──────── Material provided

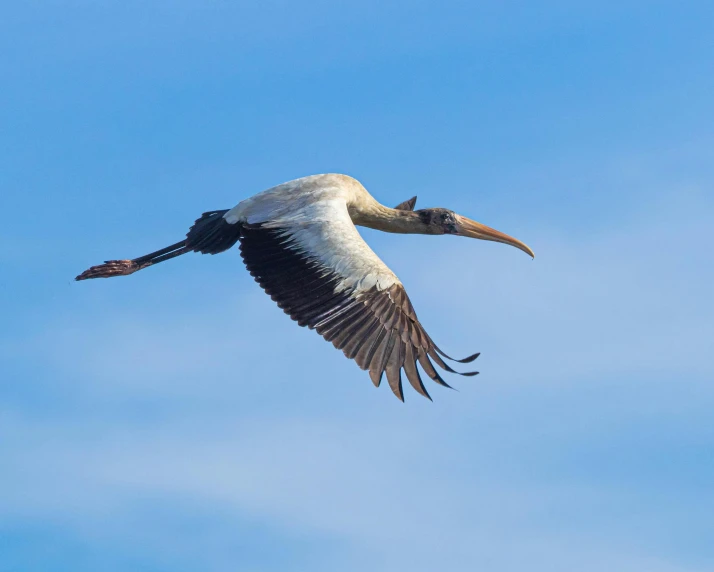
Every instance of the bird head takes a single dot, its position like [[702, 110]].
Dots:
[[444, 221]]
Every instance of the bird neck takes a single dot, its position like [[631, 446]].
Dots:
[[383, 218]]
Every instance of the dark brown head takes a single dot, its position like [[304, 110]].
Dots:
[[444, 221]]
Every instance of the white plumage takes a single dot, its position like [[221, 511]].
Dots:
[[299, 241]]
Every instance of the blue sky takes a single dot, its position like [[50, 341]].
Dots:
[[177, 420]]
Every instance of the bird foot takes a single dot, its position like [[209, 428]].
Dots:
[[112, 268]]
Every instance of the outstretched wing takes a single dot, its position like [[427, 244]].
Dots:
[[324, 276]]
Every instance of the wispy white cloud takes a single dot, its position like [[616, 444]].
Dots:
[[620, 308]]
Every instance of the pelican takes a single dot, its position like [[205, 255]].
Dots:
[[299, 241]]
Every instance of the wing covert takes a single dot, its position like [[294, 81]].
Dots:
[[325, 277]]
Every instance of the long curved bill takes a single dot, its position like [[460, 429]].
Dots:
[[473, 229]]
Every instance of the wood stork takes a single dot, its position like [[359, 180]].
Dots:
[[299, 241]]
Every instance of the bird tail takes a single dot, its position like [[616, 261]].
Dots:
[[210, 234]]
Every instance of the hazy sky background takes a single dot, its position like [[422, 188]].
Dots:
[[176, 420]]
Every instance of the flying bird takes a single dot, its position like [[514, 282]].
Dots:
[[299, 241]]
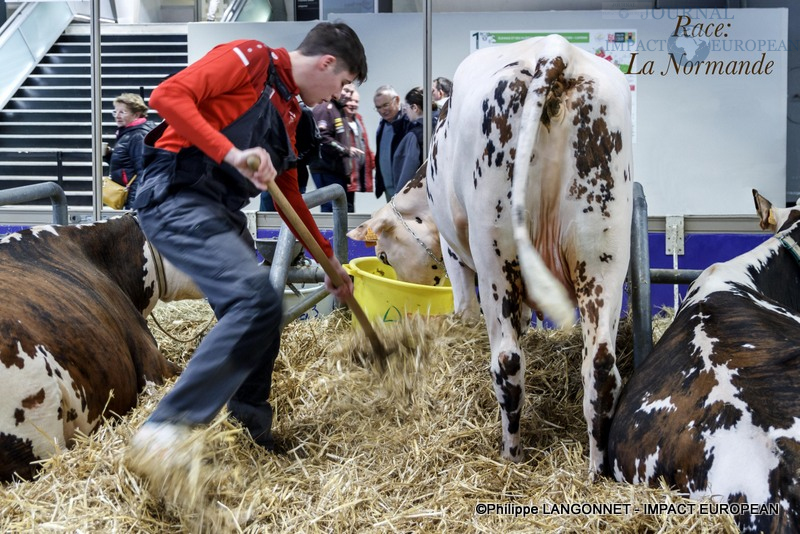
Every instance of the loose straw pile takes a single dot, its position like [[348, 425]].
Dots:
[[410, 445]]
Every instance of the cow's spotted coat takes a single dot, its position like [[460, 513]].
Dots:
[[529, 184], [715, 408], [74, 344]]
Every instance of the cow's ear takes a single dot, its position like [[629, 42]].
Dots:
[[364, 233], [766, 214]]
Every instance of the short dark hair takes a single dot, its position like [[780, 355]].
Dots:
[[339, 40], [444, 85]]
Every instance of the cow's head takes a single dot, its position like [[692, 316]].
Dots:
[[405, 236]]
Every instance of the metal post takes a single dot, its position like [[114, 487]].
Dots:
[[28, 193], [640, 279], [97, 112], [427, 82], [281, 272]]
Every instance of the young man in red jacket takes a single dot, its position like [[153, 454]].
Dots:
[[239, 100]]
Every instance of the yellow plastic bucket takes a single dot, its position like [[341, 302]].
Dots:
[[383, 297]]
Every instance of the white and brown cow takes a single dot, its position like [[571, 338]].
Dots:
[[715, 408], [74, 344], [404, 231], [530, 186]]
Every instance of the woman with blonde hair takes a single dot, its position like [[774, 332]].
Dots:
[[125, 163]]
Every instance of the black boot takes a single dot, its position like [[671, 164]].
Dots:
[[257, 419]]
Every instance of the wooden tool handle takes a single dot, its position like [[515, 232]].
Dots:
[[316, 251]]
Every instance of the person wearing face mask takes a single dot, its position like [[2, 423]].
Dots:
[[236, 102], [125, 160], [392, 128], [408, 156]]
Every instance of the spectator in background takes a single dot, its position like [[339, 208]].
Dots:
[[334, 164], [125, 161], [408, 156], [441, 91], [363, 158], [391, 130]]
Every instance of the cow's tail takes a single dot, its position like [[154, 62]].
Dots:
[[541, 286]]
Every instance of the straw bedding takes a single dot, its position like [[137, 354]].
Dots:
[[407, 445]]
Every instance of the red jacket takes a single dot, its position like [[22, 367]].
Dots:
[[212, 92]]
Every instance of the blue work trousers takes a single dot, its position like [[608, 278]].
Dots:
[[234, 362]]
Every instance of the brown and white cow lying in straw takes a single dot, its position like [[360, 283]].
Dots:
[[715, 408], [530, 185], [74, 344]]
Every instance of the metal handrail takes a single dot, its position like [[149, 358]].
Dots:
[[28, 193]]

────────────────

**Task instructions**
Copy every row above word for word, and leave out the pictures.

**Expected output**
Every instance of the bird head takes a single dot, its position like [[702, 110]].
Dots:
[[444, 221]]
Every instance of the bird neck takes a single dot, its position like [[631, 446]].
Dots:
[[383, 218]]
Every instance of the dark brown head takes a single dot, its position like [[304, 110]].
Dots:
[[444, 221]]
Every instance of the white plumage takes a single dot, its position like [[221, 511]].
Dots:
[[299, 241]]
Every instance of the blue sky takes a single dot, its position like [[50, 341]].
Dots:
[[177, 420]]
Every instance of the bird foot takes a single dot, its position like [[209, 428]].
Dots:
[[112, 268]]
Every instance of the outstretched wing takes a single dot, its position like [[427, 244]].
Dots:
[[324, 276]]
Every instance of the wispy white cloud takes a single dot, its position like [[616, 444]].
Dots:
[[620, 308]]
Every instance of the pelican takes a single dot, its position like [[205, 255]].
Dots:
[[299, 241]]
Every instance of the wing covert takes a single dot, its position like [[294, 81]].
Dots:
[[325, 277]]
Every instance of the long curved bill takes a single dot, its position like [[460, 429]].
Dots:
[[473, 229]]
Every instance of the wood stork takes a single dot, its position like [[359, 180]].
Dots:
[[299, 241]]
Every instance of the bird tail takes a single dot, its position like [[616, 261]].
Dots:
[[210, 234]]
Every instance of the hazy sky background takes a single dot, its position like [[422, 188]].
Dots:
[[176, 420]]
Every instance of the flying bird takes a single dot, its position like [[514, 282]].
Dots:
[[299, 241]]
Every instance of the loose straw pile takes a single dot, its position like [[348, 425]].
Dots:
[[410, 445]]
Every instance of the cow's spotted coat takes a single dot, its position like [[460, 513]].
Dots:
[[529, 184], [715, 408], [74, 344]]
Every instance of the cow's ear takes a single dot, its position like [[629, 42]].
Dots:
[[364, 233], [766, 214]]
Every instance of the short dark hair takes a single dot, its position like [[780, 355]].
Dots:
[[339, 40], [444, 85]]
Every instance of the cow's head takes a single dot, its position like [[692, 316]].
Dots:
[[405, 236]]
Every instance of the metal post takes a single dot, its position like [[114, 487]].
Dots:
[[28, 193], [640, 279], [97, 112], [427, 82], [281, 272]]
Every instance of the young man in red jacket takes a single dot, its position like [[153, 454]].
Dots:
[[239, 100]]
Every instance of the yellow plastic bucket takes a single dot, its position like [[341, 302]].
Dots:
[[383, 297]]
Every instance of the white and brown cow takes a single dot, its position like [[571, 338]].
Dots:
[[715, 408], [74, 344], [404, 231], [530, 186]]
Every instance of the woman with blonde hair takes a single dot, its position like [[774, 332]].
Dots:
[[125, 163]]
Every instance of the black boot takes a single dot, its position like [[671, 164]].
Dots:
[[257, 419]]
Every instance of the wooden tool handle takes a single dot, its position like [[515, 232]].
Dots:
[[316, 251]]
Every instance of the person wearing face mask takes a single dot, its position like [[2, 423]].
Dots:
[[236, 102], [125, 160], [392, 128], [408, 156]]
Every instance of the spectator in background takes a single dot, its position like [[339, 208]].
Dots:
[[334, 164], [125, 161], [408, 156], [441, 91], [363, 158], [391, 130]]
Every instance of the cow's tail takes a single dot, its position like [[154, 62]].
Dots:
[[541, 286]]
Every instance of the straw bedding takes a single dot, its position like [[137, 354]].
Dots:
[[407, 445]]
Every instance of the red jacket takes a single dot, its position like [[22, 367]].
Dots:
[[212, 92]]
Every instance of the blue work trousers takes a single dot, its position like [[608, 278]].
Dots:
[[234, 362]]
Every instance of the brown and white cow lying in straw takes a single dot, its position like [[360, 283]].
Dots:
[[715, 408], [530, 185], [74, 344]]
Every instance of the metal handrail takes a single dot, its position like [[149, 358]].
Dots:
[[28, 193]]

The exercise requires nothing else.